### STUDY QUESTIONS
**A.** Answer these three questions using the Mad Cow Theatre review:
(i) In what city and during what war is the production's opening set?
(ii) Who wrote the song "Overture," and in what year was the rock-opera album containing it released?
(iii) What three conditions does Tommy suddenly develop after witnessing the killing?
**B.** Write out the part of the Mad Cow Theatre review starting with "Any child born" and going on through "is presumed dead.".
**C.** Extend the Mad Cow Theatre review onward from its final sentence.

### SUPPLIED PASSAGE
::::

ORLANDO — Mad Cow Theatre’s production of “The Who’s Tommy” has a boisterous opening that sets the scene for a world seemingly gone mad. It’s London during the second World War, and bombs reign down on Londoners, Hitler invades other nations and then we focus on one British soldier, Captain Walker, who not only has to leave behind his beautiful, and pregnant wife, but also is taken prisoner by the Nazis.
Any child born into this madness and devastation, it would seem, is likely to find it exceedingly difficult to survive emotionally. Mrs. Walker, told by British officials that her husband is lost, tries her best to love and shelter her son, the boy she names Tommy. She even finds a new man to provide the boy with the father figure now that Captain Walker is presumed dead.
Set to Pete Townsend’s invigorating song “Overture” from his 1969 rock-opera album, “Tommy,” the opening moments that mix song, dance, acting and video clips projected above the screen are brilliantly assembled. It has the speed of the kind of video games that seem to fascinate and entrance anyone under the age of, say, eight, which made me wonder why nearly the entire audience at Mad Cow Theatre on this particular evening was well over 50 years old – the kind of folks who could remember buying “Tommy” on vinyl when it first hit record stores, in the days when terms like CD and digital download were decades away from becoming commonplace.
But those opening moments are just a tease for some of the spellbinding moments to come. Captain Walker, having escaped from the Nazis, returns home to his wife and child – but is outraged to find the male lover now living at his home. A fight ensures, and Captain Walker shoots and kills the man – right in front of young Tommy. Both parents hurl themselves on the traumatized boy and scream harshly that he can never, ever tell anyone what he’s just witnessed. It works – only too well. The trauma of seeing the murder overwhelms Tommy, who suddenly becomes deaf, dumb and blind. He exists inside an inner world known only to him. He’s guided in this imaginary world by his own double, who promises to take him on an “Amazing Journey … to learn all you should know.”

::::

### SUPPLIED DATA
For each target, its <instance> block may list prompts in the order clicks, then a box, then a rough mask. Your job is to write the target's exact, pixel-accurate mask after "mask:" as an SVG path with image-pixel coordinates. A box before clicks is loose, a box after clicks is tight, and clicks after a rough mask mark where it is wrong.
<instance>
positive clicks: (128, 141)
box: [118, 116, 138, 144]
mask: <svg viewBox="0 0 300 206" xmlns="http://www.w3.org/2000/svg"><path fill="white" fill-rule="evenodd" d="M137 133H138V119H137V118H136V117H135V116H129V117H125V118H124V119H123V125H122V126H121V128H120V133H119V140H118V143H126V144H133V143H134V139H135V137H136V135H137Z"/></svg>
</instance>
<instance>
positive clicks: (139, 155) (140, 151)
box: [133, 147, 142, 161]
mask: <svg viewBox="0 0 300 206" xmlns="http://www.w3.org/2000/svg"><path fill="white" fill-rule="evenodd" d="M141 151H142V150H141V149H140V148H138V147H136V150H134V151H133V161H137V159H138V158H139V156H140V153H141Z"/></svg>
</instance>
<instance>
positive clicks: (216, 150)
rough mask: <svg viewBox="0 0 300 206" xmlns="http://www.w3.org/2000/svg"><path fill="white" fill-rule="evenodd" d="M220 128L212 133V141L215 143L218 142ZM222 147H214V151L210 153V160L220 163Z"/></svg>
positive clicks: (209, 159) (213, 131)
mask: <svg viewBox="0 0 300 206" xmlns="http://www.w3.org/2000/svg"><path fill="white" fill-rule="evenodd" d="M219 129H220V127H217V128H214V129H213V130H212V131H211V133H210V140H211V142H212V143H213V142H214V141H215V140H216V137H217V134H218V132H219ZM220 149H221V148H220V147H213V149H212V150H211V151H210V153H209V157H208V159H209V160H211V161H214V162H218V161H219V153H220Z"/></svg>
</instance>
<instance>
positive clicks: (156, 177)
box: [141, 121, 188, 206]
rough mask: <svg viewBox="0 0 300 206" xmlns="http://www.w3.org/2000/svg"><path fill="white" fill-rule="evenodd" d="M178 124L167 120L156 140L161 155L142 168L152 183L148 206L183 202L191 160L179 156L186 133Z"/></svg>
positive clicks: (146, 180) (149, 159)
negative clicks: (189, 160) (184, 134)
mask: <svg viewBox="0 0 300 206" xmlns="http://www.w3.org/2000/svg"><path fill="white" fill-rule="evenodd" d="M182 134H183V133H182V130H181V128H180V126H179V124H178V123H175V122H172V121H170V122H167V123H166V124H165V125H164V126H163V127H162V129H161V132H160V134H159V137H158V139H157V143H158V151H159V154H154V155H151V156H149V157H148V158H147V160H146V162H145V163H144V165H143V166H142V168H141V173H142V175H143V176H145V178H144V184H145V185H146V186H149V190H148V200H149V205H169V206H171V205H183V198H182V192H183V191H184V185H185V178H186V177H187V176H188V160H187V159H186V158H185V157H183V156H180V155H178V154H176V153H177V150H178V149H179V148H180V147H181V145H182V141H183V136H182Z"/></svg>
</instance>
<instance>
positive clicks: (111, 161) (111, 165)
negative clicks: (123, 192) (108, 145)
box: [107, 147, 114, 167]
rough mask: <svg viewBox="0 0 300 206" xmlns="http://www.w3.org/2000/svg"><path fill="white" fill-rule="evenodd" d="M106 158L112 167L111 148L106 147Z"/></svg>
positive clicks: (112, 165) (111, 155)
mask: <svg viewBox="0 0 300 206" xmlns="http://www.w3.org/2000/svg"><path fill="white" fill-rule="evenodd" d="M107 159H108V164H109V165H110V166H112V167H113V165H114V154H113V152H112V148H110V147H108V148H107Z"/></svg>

::::

### ANSWERS PER TASK
**A.**
(i) London, during the Second World War.
(ii) Pete Townsend; 1969.
(iii) He becomes deaf, dumb and blind.

**B.**
Any child born into this madness and devastation, it would seem, is likely to find it exceedingly difficult to survive emotionally. Mrs. Walker, told by British officials that her husband is lost, tries her best to love and shelter her son, the boy she names Tommy. She even finds a new man to provide the boy with the father figure now that Captain Walker is presumed dead.

**C.**
Mad Cow’s production, which stars the immensely talented Wesley Slade as Tommy, does indeed take us on quite a spectacular journey. Being deaf and blind doesn’t shield Tommy from an especially grim and nasty world; he gets molested by his Uncle Ernie (in a scene performed largely behind closed doors, and using stills of child’s drawings – a scene likely to make your skin crawl) and abused by his Cousin Kevin and other young thugs who enjoy inflicting pain on someone weaker than them. Tommy finds refuge in a strange place: he becomes a master pinball player, earning the respect of those who felt he was little more than a freak. But his parents are determined to find a way to heal the boy, unsuccessfully – until Tommy’s mother notices his fascination with staring at his own image in a mirror …..
Along the way, the brilliant staging of some of the scenes – the parents lamenting the fact that their son will not have his soul saved because he can’t discover religion (“Christmas”) or the bumbling doctors who can’t figure out what’s wrong with him (“Go To The Mirror”) — remind the audience of why the original “Tommy” LP has reminded a classic. The Who performed it in its entirety at Woodstock in August 1969, and it would find new life as an opera in Seattle in 1971, a movie in 1975 and, of course, a Broadway hit by 1993.
But if there’s one thing that’s truly perplexing about this show, it’s the ending – which goes in a different direction than the original album.
When Peter Townsend wrote the songs in the late 1960s, he had Tommy become a mystic savior to young people after he regains his sight, a kind of rock star guru. He invites them to live at his camp, where he urges them to cover their eyes and ears and become deaf and blind to achieve a heightened sense of enlightenment, but his followers reject him.
In the Broadway version that Townsend developed with Des McAnuff, the final song “We’re Not Gonna Take It,” has been completely rewritten. Tommy’s obsessive followers are eager to cling to his every word, but instead he encourages them not to follow him, but rather to discover themselves, to find their own identities. They reject him, and he retreats into the arms of his family.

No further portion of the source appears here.